**Action item:**
Search the data below for the word "placed" and copy each line that holds it.

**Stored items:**

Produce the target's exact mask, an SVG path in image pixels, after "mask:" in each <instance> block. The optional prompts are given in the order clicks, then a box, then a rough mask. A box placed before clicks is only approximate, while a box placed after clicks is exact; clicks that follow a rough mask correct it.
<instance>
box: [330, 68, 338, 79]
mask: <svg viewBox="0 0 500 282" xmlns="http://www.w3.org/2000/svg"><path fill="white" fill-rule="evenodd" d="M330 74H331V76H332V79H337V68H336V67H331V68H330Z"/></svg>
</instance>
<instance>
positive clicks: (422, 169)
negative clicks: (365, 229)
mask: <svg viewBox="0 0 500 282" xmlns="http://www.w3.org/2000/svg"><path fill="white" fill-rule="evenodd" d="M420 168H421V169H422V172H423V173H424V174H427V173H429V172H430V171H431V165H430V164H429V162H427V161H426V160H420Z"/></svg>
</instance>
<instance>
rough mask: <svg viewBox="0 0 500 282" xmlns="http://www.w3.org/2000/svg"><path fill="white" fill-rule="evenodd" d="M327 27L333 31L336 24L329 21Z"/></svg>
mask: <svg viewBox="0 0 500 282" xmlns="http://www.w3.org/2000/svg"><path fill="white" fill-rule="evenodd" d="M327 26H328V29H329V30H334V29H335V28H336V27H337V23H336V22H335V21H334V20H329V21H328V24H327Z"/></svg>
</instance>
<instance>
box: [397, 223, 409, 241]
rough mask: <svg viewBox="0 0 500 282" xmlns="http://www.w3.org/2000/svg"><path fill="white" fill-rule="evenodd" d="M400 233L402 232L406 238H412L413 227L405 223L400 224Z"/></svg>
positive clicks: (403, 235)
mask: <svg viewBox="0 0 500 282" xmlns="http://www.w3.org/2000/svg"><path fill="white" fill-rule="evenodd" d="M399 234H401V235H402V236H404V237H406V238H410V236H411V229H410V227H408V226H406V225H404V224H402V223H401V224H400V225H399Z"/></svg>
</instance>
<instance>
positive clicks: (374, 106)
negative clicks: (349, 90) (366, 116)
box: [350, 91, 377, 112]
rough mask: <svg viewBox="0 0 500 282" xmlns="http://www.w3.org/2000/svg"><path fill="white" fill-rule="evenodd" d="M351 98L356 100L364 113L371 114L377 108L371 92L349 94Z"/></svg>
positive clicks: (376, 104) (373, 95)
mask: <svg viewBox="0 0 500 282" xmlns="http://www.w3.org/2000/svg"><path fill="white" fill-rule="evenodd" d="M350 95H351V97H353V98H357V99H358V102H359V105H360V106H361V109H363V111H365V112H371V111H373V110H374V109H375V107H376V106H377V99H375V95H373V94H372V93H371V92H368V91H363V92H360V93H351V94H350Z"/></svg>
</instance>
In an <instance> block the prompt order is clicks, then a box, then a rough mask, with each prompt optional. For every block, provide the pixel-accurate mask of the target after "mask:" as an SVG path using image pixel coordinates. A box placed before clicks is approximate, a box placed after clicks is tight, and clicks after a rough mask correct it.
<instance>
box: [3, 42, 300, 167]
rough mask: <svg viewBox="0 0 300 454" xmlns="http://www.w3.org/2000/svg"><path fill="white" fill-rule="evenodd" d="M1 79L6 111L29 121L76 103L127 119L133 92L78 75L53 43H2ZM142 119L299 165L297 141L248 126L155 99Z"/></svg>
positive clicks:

**Final answer:**
Produce the target's exact mask, an SVG path in image pixels, after "mask:" in each <instance> block. The optional prompts are given in the order clicks, then a box, then a rough mask. A box placed before clicks is only approximate, while a box placed after clicks is exact; clicks that follow a rough mask correct it.
In an <instance> block the prompt order is clicks, then a box, then a rough mask, with each prompt optional. For every block, provide the pixel-accurate mask of the target after "mask:" as an SVG path using image pixel coordinates. A box placed before clicks is approximate, a box placed after clicks is tight, and clicks after a rough mask correct it.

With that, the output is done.